Task details: The number needed is how many lines of the data hold the string "raised". Give that number and nothing more.

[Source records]
■ ■ ■

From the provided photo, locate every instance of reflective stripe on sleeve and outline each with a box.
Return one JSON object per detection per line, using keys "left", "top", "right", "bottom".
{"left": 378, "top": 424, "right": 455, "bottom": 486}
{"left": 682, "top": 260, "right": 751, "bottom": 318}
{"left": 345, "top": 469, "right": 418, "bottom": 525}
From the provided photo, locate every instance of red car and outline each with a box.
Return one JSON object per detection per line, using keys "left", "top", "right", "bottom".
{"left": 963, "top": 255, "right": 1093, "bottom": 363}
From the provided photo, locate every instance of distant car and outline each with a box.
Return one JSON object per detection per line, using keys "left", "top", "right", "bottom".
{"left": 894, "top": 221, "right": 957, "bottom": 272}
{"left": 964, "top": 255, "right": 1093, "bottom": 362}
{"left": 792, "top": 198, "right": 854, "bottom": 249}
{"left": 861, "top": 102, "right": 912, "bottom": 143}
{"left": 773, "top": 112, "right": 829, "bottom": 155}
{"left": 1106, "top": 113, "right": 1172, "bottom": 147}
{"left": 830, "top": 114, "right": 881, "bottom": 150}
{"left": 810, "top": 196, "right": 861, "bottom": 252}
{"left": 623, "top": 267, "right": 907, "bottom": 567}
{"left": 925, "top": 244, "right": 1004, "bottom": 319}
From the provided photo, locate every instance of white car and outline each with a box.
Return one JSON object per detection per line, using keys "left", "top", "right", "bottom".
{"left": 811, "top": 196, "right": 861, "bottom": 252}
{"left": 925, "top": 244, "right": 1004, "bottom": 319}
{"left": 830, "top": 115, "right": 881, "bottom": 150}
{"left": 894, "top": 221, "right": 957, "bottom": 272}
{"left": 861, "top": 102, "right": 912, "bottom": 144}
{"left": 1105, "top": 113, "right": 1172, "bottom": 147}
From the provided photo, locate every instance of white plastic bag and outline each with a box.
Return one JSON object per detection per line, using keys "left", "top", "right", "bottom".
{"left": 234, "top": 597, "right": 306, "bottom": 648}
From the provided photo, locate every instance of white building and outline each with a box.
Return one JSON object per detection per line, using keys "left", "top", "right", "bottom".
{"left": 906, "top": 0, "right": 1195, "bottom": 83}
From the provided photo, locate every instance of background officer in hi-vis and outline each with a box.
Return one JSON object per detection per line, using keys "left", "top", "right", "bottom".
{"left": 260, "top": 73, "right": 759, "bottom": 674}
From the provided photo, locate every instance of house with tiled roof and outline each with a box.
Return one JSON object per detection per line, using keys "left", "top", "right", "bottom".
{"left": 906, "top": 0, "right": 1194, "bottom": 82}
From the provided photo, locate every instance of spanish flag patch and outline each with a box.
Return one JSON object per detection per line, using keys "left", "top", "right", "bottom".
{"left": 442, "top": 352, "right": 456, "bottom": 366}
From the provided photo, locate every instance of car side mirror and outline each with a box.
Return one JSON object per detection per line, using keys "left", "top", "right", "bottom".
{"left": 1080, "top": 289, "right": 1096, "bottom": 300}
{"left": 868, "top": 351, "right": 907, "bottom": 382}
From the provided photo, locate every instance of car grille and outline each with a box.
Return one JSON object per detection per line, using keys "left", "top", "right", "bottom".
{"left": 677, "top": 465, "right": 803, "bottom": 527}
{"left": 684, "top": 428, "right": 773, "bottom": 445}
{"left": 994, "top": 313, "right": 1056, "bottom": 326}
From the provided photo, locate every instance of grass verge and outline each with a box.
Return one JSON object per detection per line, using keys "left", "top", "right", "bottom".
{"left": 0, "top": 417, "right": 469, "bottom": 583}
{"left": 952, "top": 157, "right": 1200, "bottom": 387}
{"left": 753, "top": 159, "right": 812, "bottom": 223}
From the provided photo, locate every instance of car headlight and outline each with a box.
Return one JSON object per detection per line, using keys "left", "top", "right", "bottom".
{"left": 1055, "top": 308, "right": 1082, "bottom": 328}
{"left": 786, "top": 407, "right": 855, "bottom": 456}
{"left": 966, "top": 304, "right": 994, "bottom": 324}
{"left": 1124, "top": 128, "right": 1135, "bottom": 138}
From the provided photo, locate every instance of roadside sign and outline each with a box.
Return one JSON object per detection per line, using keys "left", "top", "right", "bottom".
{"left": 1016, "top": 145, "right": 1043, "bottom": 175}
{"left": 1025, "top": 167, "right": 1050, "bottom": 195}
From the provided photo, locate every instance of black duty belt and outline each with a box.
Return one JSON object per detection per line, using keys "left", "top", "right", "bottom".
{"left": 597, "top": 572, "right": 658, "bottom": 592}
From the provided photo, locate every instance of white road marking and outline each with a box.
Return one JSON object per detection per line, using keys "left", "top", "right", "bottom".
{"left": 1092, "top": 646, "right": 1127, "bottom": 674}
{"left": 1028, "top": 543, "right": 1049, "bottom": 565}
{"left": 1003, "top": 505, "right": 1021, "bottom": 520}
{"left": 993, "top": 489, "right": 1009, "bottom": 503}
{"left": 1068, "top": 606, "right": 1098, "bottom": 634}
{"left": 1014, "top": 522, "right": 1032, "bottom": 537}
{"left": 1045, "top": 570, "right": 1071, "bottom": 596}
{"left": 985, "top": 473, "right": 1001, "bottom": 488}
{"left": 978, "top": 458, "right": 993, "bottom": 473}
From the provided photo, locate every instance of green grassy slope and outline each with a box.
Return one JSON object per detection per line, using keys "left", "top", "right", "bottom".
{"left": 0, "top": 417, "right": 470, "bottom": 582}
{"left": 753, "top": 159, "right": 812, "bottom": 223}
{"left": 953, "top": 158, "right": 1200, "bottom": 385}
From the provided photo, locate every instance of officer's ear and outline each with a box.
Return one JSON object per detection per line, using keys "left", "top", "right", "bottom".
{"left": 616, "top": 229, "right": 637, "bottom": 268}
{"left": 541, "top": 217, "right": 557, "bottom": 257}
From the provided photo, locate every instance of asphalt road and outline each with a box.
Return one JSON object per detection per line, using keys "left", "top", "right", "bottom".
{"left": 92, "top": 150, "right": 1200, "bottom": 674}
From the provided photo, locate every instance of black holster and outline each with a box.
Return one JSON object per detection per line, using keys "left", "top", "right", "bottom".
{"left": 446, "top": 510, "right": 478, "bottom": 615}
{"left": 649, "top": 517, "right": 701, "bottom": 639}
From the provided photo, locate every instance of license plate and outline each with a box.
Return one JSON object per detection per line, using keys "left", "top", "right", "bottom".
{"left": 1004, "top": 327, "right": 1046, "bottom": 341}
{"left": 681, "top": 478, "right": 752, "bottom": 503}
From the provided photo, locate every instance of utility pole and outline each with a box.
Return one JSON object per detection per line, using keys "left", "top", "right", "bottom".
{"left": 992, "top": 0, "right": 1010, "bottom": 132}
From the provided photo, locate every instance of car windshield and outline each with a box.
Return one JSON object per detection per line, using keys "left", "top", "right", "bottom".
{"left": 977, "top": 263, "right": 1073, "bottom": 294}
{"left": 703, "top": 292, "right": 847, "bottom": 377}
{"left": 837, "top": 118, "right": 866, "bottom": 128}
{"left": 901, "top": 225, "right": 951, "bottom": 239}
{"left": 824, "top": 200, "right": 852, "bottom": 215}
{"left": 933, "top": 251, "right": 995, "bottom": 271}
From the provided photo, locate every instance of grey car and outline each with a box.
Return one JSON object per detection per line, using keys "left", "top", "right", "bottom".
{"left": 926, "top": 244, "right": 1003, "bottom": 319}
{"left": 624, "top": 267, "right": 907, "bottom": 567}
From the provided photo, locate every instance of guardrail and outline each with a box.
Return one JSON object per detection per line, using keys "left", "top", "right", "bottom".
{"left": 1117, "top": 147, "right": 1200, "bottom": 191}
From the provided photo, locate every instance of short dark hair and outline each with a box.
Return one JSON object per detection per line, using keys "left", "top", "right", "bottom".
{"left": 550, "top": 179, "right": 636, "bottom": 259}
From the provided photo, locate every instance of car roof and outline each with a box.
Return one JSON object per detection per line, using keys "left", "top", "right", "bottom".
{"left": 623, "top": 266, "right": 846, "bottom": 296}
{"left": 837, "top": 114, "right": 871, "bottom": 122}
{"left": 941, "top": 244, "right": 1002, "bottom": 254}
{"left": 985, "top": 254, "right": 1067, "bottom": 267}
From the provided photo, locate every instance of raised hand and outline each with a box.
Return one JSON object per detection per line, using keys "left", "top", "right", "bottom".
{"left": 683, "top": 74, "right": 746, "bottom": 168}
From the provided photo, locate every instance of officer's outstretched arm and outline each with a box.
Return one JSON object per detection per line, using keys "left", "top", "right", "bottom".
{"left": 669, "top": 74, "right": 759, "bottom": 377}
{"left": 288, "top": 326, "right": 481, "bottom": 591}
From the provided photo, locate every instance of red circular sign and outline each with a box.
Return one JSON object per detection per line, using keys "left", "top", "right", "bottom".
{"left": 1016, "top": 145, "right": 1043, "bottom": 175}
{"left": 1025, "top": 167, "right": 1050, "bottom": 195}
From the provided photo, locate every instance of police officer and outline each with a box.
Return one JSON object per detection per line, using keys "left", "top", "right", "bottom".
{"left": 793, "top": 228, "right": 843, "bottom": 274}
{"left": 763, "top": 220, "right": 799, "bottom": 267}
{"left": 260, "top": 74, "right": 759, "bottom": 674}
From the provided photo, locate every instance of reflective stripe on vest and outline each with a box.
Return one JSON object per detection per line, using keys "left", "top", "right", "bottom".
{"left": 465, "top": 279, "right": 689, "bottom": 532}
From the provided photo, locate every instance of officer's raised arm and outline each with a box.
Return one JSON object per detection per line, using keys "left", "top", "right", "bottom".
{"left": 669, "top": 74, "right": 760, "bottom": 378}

■ ■ ■

Expected answer: 2